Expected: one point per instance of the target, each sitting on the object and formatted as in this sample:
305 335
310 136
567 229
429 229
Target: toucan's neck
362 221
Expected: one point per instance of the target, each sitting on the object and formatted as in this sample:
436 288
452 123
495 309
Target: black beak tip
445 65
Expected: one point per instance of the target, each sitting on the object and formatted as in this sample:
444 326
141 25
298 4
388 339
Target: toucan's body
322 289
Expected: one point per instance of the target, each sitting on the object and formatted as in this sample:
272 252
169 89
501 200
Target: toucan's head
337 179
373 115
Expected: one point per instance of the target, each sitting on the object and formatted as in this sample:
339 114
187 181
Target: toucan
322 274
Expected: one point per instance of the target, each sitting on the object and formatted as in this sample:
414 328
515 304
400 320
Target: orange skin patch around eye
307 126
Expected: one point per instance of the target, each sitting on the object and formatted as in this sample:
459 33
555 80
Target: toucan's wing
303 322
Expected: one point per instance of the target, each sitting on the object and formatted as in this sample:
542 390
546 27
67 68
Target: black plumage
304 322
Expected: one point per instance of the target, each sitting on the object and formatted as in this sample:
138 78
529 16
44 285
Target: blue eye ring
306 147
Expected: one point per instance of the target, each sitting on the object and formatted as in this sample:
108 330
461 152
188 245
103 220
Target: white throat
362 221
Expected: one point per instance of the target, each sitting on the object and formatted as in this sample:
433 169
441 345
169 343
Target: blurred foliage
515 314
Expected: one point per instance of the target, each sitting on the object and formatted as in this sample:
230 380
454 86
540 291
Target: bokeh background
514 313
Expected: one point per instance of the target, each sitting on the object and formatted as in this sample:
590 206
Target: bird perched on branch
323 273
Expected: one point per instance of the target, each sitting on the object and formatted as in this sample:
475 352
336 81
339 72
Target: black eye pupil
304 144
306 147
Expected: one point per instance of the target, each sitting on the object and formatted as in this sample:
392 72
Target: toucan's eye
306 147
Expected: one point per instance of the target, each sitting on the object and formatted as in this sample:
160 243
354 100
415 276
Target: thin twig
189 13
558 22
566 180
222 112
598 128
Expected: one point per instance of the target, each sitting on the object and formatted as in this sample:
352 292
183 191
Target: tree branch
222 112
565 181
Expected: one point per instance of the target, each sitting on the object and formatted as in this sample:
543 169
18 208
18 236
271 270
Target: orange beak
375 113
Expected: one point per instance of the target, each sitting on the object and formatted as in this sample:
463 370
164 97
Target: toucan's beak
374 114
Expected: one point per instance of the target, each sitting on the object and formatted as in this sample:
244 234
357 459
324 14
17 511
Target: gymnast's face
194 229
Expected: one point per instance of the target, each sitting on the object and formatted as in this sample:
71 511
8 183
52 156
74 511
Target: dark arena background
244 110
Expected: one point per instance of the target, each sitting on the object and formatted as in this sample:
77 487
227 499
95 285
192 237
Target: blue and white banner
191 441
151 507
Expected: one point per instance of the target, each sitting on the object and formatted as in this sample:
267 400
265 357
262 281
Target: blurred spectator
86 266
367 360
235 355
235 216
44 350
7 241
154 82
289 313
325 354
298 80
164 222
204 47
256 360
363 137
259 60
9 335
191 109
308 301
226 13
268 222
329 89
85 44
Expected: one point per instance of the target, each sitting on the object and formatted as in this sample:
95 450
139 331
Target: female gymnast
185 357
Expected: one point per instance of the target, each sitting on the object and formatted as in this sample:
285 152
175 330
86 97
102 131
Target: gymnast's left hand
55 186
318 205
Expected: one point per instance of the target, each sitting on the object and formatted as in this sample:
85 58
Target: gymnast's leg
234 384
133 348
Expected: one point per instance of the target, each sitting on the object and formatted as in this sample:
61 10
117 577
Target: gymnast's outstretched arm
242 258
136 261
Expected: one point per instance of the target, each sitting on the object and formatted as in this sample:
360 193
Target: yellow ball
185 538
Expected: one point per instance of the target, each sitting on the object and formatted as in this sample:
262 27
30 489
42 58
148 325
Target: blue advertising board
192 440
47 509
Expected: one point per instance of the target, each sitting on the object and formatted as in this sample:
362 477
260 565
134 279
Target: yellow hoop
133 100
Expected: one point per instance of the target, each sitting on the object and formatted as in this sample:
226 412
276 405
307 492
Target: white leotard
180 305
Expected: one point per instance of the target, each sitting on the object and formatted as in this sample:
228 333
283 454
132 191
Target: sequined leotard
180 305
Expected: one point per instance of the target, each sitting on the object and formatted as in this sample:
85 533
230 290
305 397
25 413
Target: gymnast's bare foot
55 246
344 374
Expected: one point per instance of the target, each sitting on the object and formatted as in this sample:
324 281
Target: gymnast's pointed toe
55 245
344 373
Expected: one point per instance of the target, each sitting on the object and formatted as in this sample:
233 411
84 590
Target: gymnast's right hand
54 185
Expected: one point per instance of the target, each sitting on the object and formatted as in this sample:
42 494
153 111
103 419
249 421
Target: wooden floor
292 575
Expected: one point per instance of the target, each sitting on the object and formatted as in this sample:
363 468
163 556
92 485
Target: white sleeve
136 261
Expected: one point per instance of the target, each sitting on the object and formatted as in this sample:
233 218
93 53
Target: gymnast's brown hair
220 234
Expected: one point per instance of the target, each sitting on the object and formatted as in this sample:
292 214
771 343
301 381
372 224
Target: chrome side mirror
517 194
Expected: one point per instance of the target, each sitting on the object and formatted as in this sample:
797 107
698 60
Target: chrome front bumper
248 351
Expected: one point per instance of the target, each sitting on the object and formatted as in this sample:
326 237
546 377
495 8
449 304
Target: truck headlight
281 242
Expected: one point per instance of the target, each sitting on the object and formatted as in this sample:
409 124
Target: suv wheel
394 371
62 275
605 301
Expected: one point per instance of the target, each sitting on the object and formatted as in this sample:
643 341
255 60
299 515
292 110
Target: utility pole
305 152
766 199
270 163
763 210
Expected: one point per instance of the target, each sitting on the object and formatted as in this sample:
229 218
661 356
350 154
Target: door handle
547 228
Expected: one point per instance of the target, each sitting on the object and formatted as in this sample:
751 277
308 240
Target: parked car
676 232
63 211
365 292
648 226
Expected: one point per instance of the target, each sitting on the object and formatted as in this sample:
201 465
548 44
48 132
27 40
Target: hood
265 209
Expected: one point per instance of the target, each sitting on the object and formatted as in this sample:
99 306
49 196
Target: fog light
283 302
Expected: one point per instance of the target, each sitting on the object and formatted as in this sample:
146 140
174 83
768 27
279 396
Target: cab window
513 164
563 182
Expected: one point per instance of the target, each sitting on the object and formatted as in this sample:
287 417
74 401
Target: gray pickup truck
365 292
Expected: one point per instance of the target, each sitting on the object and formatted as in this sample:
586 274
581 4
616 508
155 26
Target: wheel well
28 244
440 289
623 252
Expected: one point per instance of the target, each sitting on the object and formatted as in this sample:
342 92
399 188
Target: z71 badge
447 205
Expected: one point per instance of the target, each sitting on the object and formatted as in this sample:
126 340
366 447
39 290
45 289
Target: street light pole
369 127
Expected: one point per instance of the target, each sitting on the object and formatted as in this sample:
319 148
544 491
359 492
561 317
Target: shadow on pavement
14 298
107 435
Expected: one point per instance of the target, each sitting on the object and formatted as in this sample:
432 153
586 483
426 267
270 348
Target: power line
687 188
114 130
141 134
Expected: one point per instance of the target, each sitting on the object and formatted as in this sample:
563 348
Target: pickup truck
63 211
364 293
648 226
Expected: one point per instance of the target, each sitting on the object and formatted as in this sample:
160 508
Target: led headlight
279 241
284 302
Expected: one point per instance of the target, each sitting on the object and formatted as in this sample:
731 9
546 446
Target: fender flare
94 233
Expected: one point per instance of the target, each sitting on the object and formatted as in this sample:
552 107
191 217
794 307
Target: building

Aim
Count the lines above that contain the string "beak", treating uppercase and lowercase as different, and give only the number.

Full response
3